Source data
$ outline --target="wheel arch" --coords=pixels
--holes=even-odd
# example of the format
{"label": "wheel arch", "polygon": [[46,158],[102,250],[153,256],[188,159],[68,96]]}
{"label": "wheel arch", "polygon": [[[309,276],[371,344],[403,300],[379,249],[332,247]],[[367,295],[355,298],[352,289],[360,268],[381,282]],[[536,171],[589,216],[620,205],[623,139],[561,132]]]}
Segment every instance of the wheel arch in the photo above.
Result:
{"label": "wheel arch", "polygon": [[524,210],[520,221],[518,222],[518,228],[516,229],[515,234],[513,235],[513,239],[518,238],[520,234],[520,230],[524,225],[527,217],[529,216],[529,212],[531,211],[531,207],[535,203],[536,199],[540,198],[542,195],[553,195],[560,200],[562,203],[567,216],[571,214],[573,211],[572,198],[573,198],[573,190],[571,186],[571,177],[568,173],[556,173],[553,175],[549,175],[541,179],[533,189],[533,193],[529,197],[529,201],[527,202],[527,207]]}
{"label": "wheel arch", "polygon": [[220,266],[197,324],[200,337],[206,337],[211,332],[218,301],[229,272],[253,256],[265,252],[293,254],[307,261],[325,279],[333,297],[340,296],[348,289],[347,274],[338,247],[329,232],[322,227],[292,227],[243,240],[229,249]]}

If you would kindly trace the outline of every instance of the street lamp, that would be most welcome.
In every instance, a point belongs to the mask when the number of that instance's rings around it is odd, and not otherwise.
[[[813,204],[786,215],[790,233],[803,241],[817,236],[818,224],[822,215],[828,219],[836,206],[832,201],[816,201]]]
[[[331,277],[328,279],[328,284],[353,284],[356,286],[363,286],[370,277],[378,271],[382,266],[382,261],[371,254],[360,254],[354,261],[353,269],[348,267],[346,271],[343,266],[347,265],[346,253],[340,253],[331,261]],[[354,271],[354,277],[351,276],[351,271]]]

» Problem description
Would you return all of the data exactly as given?

» Your response
$ outline --target="wheel arch" --coords=pixels
--holes=even-odd
# example of the format
{"label": "wheel arch", "polygon": [[46,158],[102,250],[153,256],[188,159],[68,96]]}
{"label": "wheel arch", "polygon": [[[309,276],[371,344],[403,300],[379,249],[332,247]],[[367,295],[355,298],[352,289],[360,268],[381,282]],[[536,171],[589,216],[620,205],[623,139],[561,132]]]}
Segment every instance of the wheel arch in the photo above.
Result:
{"label": "wheel arch", "polygon": [[524,210],[520,221],[518,222],[518,228],[516,229],[515,234],[513,235],[513,239],[518,238],[520,234],[520,230],[524,225],[527,217],[529,216],[529,212],[531,211],[531,207],[535,203],[536,199],[540,198],[542,195],[553,195],[560,200],[562,203],[567,216],[571,214],[573,211],[572,198],[573,198],[573,190],[571,186],[571,177],[568,173],[556,173],[553,175],[549,175],[541,179],[533,189],[533,193],[529,197],[529,201],[527,202],[527,207]]}
{"label": "wheel arch", "polygon": [[220,266],[197,324],[200,337],[206,337],[211,332],[218,301],[229,272],[253,256],[265,252],[293,254],[307,261],[325,279],[333,297],[340,296],[348,289],[347,274],[338,247],[329,232],[322,227],[292,227],[243,240],[229,249]]}

If you would kindly trace the outline of every instance of the street lamp, that would be most welcome.
In every instance, a point belongs to the mask when the number of that instance's rings around it is odd, and not otherwise.
[[[813,204],[786,215],[790,233],[803,241],[817,236],[818,224],[822,215],[828,219],[836,206],[832,201],[816,201]]]
[[[331,277],[328,279],[328,284],[353,284],[356,286],[363,286],[370,277],[378,271],[382,266],[382,261],[371,254],[360,254],[354,261],[353,269],[348,267],[346,271],[343,266],[347,265],[346,253],[340,253],[331,261]],[[354,271],[354,277],[351,276],[351,271]]]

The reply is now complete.